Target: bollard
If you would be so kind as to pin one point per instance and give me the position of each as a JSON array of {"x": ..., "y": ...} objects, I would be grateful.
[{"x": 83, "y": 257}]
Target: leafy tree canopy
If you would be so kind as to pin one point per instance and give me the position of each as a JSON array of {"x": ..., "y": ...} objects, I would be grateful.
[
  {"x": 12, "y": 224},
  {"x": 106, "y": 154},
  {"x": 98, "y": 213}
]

● **DIRECTION**:
Please copy out every one of the rows above word for word.

● **RESULT BELOW**:
Target: bollard
If you would be so kind as to pin one point per instance and give me the position of each as a JSON array of {"x": ..., "y": ...} objects, I would be grateful.
[{"x": 83, "y": 257}]
Target: leafy tree canopy
If you would be so kind as to pin one point per instance and give me the position of each as a JSON array of {"x": ..., "y": ...} objects, I would be grateful.
[
  {"x": 12, "y": 224},
  {"x": 106, "y": 154},
  {"x": 98, "y": 213}
]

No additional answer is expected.